> _RECORDS TO USE_
__________________________________________________

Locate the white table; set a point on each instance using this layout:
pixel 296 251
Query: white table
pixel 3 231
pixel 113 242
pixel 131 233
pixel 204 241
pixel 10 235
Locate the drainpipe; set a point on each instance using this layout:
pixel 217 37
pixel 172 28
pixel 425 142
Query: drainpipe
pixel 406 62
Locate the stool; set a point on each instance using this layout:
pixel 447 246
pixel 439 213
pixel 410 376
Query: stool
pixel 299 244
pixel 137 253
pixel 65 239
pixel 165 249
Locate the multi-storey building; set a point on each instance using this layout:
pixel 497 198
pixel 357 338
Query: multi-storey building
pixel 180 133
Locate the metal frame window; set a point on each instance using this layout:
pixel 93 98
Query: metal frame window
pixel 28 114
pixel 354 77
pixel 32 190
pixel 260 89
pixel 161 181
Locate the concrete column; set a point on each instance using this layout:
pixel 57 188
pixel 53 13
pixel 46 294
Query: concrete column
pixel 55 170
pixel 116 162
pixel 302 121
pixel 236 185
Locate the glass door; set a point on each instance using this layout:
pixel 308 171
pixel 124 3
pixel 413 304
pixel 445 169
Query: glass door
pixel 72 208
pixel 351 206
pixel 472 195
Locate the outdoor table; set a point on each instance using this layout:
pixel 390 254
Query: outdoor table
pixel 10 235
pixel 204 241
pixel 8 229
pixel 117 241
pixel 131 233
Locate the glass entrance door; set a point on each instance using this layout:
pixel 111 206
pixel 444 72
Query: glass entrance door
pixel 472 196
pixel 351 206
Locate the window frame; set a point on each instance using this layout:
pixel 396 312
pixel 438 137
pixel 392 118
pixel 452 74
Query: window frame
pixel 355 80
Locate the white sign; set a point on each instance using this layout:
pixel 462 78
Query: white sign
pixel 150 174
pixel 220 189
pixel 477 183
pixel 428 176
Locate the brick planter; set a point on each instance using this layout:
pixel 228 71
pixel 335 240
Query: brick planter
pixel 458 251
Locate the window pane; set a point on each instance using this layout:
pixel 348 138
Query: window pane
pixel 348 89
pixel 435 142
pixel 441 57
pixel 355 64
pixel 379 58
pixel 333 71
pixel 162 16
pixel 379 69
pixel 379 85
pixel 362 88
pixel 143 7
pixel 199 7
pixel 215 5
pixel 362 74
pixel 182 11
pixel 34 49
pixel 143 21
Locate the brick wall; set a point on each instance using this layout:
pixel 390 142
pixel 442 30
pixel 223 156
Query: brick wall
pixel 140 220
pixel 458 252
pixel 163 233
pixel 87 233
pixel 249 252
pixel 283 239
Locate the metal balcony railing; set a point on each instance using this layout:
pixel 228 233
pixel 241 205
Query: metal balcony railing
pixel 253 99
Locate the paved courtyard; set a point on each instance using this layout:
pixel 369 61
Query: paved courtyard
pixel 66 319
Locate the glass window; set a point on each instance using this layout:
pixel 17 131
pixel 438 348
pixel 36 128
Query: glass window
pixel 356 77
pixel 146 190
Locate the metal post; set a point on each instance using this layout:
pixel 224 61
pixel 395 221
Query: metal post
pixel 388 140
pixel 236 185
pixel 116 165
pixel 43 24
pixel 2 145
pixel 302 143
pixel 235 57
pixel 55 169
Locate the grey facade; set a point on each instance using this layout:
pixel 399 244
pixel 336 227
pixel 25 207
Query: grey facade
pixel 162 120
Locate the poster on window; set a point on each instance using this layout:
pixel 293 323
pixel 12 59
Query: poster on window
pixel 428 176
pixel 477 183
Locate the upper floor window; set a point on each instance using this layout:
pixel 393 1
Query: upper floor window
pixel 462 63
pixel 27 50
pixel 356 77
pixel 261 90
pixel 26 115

__________________________________________________

> _TASK DESCRIPTION_
From the records above, quote only the lines running from the line with "Locate the metal frame" to the line with "pixel 46 294", both lines included.

> _WORKED SOLUTION_
Locate the metal frame window; set a point on each instance using this layout:
pixel 93 98
Query: metal frame window
pixel 28 114
pixel 354 77
pixel 32 190
pixel 260 89
pixel 161 181
Locate the concrete column; set a point on each instance using this layout:
pixel 57 188
pixel 53 13
pixel 46 294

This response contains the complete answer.